___ Text section ___
4. The ion.s/groups bound by the secondary linkages to the metal have characteristic spatial arrangements corresponding to different numbers.

Such spatial arrangement is called coordination polyhedra. The species within the square bracket are coordination entities or complex part and the ions outside the coordination entities or complex part are called counter ions.

Werner further postulated that octahedral, tetrahedral, and square planar geometrical shapes are more common in coordination compounds of transition metal.

[CO(NH₃)₆]³⁺, [Cr(H₂O)₆]³⁺, [Cr Cl (NH₃)₅]²⁺, [COCl₂(NH₃)₄]⁺ are octahedral complexes [NiCO)₄] and [PtCl₄]^2- are tetrahedral and square planar respectively.

Difference between a double salt and a complex: Both double salts, as well as coordination compounds, are formed by the combination of two or more stable compounds in a stoichiometric ratio.

1. KCl + MgCl₂ + 6 H₂O → KCl. MgCl₂. 6H₂0 (carnallite)
2. FeSO₄ + (NH₄)₂SO₄ + 6 H₂O → FeSO4. (NH₄)₂ SO₄. 6H₂O (Mohr’s salt)
3. 4 KCN + Fe (CN)₂ → K₄[Fe(CN)₆]
4. CoCl₃ + 6 NH₃ → [Co(NH₃)₆]Cl₃

1 and 2 are examples of double salts
3 and 4 are examples of coordination compounds.

Double salts lose their identity in aqueous solutions. They dissociate into simple ions completely when dissolved in water.

Coordinate complexes retain their identity both in the solid-state and in aqueous solutions. For example [Fe (CN)₆]^4- does not dissociate into Fe²⁺ and CN^– ions.

→ Coordination Sphere: The central atom/ion and the ligands attached to it are enclosed in a square bracket is collectively called the Coordination sphere. For example in K₄[Fe (CN)₆], [Fe(CN)₆]^4- is coordination sphere and ionisable group K⁺ written outside the coordination group is called Counterion.

→ Coordination Polyhedron: The spatial arrangement of the ligand atoms which are directly attached to the central atom/ion defines polyhedron about the central atom/ion [Co(NH₃)₆]³⁺, [Ni (CO)₄] and [Pt Cl]^2- are respectively octahedral, tetrahedral and square planar coordination polyhedra.

(Shapes of different coordination polyhedra. M = Central metal/ ion and L = a unidentate ligand)

→ Oxidation Number of Central Atom: The oxidation number of the central atom in a complex is defined as the charge it would carry if all the ligands are removed along with the electron pairs that are shared with the central atom. Oxidation no. of copper in [Cu (CN)₄]^3- is + 1 and it is written as Cu (I).

→ Coordination Entity/Complexion: A coordination entity constitutes a central metal atom or ion bonded to a fixed number of ions or molecules. For example, [CoCl (NH₃)₃] is a coordination entity in which the cobalt ion is surrounded by three ammonia molecules and three chloride ions. Other examples are [Ni (CO)₄], [PtCl, (NH₃)₂], [Fe (CN)₆]^3-, [CO(NH₃)₆]³⁺.
___ Input data ___
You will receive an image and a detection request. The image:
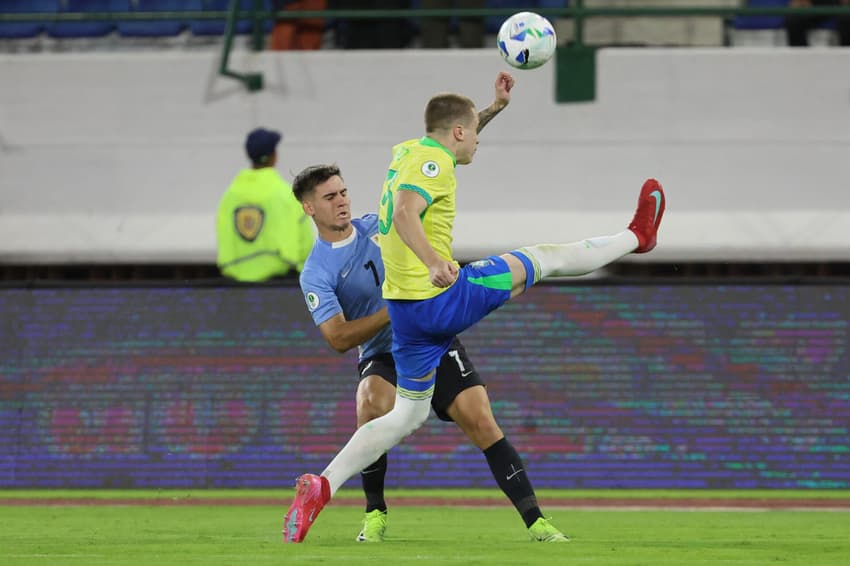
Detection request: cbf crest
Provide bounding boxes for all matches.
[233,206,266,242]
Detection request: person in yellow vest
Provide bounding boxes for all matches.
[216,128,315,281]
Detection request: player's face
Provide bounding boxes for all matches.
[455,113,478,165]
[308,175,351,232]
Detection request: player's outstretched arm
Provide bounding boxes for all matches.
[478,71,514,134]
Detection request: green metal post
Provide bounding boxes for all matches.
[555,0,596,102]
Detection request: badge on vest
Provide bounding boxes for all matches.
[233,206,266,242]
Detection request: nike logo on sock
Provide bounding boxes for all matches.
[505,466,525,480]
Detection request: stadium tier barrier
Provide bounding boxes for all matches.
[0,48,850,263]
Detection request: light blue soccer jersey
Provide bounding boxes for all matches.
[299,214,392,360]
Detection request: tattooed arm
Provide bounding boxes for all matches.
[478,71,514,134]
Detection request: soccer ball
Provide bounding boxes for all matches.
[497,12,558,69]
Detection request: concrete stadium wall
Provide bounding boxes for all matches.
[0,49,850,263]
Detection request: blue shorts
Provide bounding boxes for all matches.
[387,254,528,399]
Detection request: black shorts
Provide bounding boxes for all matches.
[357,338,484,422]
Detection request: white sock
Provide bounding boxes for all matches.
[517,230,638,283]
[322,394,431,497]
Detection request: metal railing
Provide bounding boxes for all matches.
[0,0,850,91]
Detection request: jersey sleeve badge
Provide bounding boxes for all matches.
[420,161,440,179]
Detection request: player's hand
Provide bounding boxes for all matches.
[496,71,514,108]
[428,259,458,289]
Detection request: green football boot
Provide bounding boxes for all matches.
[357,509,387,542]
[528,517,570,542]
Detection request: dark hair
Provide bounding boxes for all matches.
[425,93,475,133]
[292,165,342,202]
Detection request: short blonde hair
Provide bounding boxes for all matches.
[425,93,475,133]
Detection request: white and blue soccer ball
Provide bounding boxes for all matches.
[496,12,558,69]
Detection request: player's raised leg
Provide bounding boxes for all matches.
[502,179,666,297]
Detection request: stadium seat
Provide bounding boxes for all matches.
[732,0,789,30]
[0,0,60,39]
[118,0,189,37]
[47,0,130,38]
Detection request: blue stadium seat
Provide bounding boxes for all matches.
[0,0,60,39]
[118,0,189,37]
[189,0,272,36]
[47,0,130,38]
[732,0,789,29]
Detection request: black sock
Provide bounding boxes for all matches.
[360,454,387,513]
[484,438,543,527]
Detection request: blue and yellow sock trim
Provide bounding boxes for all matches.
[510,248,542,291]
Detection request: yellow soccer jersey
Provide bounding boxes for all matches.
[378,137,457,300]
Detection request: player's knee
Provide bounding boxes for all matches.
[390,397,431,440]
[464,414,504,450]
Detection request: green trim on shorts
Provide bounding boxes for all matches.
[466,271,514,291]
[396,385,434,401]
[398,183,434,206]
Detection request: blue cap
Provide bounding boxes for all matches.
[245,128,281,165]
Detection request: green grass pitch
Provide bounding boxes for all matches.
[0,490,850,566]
___
___ Input data ___
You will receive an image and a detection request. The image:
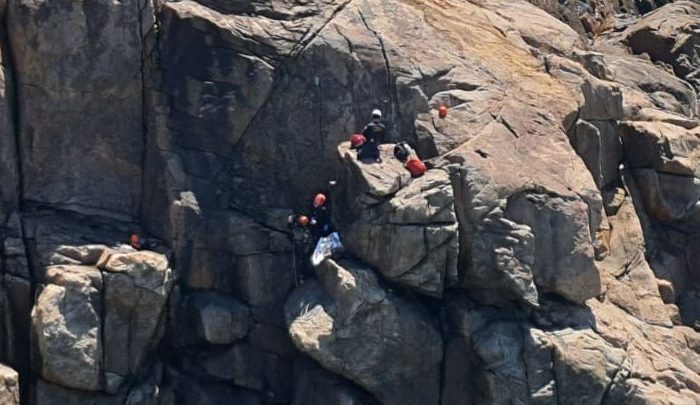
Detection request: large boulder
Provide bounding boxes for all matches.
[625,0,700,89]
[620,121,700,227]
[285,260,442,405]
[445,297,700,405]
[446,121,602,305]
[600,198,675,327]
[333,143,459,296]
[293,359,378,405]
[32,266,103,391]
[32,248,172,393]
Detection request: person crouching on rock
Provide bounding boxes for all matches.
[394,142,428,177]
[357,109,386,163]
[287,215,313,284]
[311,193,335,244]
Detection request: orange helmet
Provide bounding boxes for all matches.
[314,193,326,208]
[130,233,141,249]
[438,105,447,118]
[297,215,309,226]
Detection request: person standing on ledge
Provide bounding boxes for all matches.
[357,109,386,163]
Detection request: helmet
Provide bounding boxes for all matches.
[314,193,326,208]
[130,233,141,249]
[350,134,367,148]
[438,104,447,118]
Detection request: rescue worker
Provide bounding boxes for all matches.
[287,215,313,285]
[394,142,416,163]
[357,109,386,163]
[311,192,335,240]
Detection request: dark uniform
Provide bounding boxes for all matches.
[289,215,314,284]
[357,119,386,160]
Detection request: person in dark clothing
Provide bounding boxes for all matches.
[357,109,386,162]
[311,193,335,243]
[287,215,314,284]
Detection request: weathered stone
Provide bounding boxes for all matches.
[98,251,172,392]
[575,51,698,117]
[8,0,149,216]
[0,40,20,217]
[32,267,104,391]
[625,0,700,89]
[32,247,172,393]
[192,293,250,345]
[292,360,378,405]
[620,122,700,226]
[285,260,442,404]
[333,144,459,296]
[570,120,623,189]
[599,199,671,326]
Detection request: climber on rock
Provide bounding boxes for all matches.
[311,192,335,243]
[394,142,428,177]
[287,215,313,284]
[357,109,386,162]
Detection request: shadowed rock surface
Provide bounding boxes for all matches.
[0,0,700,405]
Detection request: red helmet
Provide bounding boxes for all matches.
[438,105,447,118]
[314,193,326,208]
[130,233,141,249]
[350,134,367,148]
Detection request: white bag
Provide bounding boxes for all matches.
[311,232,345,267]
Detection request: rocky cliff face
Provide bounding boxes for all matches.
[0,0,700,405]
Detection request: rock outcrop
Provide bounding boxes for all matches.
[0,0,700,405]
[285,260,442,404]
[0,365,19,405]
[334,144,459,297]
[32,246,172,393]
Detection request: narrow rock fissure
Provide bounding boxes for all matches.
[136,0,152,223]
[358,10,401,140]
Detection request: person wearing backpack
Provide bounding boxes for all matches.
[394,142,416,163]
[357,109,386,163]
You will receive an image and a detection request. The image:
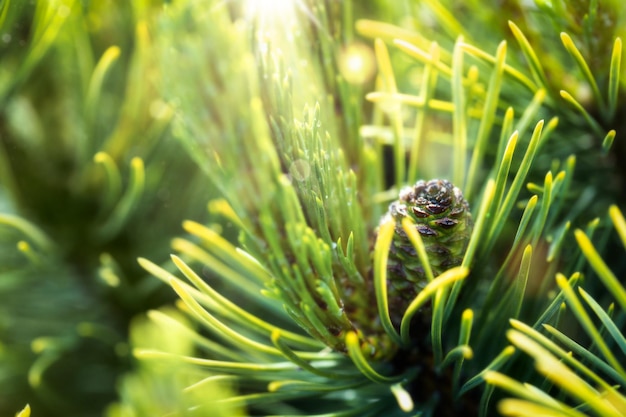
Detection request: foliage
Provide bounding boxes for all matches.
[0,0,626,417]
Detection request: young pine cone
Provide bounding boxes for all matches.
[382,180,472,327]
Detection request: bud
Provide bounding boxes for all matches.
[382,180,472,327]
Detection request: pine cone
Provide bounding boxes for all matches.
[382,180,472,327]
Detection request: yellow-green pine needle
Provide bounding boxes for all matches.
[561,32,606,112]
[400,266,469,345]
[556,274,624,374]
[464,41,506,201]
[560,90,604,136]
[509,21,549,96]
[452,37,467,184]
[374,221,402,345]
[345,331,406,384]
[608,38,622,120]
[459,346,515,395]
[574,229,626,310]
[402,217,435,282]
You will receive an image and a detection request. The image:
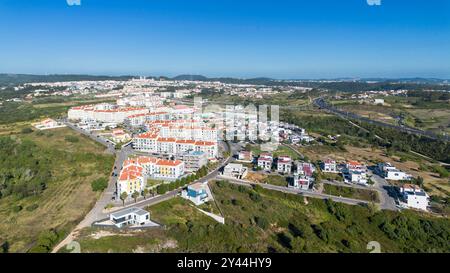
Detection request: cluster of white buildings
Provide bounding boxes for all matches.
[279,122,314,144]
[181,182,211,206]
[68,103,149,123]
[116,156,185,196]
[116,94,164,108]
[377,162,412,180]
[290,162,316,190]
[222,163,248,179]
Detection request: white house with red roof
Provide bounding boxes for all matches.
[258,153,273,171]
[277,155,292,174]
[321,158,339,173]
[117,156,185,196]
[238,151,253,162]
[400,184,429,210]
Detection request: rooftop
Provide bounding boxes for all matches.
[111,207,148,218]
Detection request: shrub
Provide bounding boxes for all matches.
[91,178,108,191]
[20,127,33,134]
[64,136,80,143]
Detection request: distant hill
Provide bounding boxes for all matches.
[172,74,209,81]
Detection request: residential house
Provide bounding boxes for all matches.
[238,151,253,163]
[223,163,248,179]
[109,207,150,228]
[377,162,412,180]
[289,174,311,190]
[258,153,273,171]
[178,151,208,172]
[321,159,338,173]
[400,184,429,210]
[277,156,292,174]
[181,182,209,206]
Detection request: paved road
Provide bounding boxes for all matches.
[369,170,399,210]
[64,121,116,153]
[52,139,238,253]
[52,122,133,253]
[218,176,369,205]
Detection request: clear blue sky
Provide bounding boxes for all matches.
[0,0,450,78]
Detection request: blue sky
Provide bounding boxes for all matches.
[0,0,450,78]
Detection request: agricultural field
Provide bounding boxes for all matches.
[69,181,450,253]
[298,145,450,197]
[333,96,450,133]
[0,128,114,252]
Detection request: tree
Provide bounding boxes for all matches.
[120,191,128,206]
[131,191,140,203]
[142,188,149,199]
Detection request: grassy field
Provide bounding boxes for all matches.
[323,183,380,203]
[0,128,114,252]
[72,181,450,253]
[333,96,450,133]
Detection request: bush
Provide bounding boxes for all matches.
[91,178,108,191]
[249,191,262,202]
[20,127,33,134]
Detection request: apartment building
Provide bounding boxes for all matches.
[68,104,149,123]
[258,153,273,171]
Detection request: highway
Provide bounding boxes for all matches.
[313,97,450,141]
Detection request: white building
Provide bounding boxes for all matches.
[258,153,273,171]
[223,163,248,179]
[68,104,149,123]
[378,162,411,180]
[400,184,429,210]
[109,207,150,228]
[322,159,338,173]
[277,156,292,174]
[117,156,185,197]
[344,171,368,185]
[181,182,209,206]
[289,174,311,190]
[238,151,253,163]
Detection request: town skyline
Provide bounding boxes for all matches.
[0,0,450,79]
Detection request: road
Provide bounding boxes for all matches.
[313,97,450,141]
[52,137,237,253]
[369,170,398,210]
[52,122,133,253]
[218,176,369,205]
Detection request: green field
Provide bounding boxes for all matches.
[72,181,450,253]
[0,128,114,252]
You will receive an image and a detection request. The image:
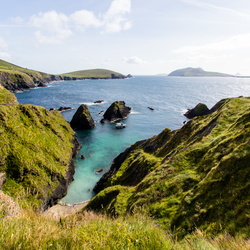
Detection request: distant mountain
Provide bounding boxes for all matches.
___
___ Input data ___
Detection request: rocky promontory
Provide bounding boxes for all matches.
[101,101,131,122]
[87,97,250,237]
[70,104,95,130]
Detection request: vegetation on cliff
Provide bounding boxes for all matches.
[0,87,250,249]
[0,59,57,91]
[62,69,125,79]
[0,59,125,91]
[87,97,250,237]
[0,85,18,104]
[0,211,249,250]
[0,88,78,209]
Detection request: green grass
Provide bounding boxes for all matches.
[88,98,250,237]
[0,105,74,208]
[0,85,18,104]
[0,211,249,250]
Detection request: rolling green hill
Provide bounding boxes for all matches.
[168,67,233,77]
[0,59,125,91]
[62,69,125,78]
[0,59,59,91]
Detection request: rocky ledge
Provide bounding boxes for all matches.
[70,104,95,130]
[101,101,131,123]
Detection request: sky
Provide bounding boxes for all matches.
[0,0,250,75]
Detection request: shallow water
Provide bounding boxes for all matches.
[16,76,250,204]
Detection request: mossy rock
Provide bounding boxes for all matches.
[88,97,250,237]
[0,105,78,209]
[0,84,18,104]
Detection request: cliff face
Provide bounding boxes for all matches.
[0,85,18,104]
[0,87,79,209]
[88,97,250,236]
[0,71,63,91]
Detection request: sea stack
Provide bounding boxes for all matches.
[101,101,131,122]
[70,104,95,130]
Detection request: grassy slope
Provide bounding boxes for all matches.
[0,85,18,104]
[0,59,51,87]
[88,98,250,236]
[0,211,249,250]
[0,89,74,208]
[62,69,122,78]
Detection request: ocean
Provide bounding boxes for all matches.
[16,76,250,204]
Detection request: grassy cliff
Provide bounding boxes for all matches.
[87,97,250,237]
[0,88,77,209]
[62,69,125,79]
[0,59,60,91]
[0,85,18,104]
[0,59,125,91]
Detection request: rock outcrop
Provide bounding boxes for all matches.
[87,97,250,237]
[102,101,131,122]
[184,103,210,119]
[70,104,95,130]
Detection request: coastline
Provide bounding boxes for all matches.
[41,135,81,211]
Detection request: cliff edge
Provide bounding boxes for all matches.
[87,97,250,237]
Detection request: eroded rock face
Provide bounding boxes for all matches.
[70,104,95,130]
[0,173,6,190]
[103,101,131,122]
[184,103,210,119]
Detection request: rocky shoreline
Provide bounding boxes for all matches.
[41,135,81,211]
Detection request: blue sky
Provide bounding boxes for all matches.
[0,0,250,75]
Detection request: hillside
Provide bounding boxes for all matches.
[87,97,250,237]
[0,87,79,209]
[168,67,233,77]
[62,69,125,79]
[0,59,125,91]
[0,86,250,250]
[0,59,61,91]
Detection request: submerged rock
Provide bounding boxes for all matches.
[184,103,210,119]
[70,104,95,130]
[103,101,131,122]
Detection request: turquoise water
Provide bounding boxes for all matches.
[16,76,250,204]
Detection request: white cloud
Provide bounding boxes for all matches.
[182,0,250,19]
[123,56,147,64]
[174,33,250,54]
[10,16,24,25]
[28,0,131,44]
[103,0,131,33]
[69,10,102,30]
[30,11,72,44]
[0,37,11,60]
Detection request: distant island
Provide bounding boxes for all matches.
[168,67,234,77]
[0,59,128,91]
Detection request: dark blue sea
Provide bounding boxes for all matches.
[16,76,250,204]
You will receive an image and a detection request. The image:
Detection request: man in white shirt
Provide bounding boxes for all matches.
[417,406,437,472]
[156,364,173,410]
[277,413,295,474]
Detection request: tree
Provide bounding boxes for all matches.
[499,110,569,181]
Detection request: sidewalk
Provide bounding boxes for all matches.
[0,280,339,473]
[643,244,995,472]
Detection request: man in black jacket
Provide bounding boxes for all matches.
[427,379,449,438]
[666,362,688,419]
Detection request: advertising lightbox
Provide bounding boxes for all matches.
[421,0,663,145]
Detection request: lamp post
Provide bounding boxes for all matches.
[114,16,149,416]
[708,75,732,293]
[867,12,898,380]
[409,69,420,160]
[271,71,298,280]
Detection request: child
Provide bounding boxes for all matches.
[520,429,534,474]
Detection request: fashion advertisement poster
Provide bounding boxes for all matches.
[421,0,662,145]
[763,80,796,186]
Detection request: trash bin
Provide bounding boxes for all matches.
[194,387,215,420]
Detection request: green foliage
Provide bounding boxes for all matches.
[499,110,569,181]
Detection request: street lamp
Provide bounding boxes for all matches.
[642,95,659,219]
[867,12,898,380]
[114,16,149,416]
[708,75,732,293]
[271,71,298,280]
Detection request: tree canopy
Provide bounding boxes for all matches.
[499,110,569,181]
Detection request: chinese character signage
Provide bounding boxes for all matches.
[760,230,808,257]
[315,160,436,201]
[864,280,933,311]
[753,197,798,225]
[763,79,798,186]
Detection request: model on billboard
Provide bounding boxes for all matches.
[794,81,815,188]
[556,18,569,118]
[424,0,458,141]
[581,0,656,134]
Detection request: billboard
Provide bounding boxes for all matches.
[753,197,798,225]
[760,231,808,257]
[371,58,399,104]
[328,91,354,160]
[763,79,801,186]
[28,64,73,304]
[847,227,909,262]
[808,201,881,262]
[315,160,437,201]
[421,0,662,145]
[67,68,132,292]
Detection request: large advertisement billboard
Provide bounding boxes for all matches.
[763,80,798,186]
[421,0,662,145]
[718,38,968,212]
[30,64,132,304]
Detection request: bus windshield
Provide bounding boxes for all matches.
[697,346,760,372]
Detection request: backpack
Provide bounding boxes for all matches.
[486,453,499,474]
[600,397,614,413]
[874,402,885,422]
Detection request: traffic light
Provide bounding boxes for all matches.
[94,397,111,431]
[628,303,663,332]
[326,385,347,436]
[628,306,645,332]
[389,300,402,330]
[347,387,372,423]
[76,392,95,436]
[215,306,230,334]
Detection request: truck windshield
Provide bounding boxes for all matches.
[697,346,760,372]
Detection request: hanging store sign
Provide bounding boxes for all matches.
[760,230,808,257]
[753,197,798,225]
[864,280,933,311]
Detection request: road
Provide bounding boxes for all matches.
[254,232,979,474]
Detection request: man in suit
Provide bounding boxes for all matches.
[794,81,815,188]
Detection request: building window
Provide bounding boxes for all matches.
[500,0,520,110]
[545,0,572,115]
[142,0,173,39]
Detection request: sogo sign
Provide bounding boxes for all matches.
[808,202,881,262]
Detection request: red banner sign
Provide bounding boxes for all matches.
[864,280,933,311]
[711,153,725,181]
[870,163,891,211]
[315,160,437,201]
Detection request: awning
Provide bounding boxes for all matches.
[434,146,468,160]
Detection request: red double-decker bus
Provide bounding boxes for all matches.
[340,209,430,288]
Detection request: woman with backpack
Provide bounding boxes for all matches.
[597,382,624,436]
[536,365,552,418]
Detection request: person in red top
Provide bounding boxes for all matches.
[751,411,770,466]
___
* _Problem to solve_
Please reproduce word for word the passage of the coordination compounds text starting at "3. 4 KCN + Fe" and ending at "dissolved in water.".

* _Reply_
3. 4 KCN + Fe (CN)₂ → K₄[Fe(CN)₆]
4. CoCl₃ + 6 NH₃ → [Co(NH₃)₆]Cl₃

1 and 2 are examples of double salts
3 and 4 are examples of coordination compounds.

Double salts lose their identity in aqueous solutions. They dissociate into simple ions completely when dissolved in water.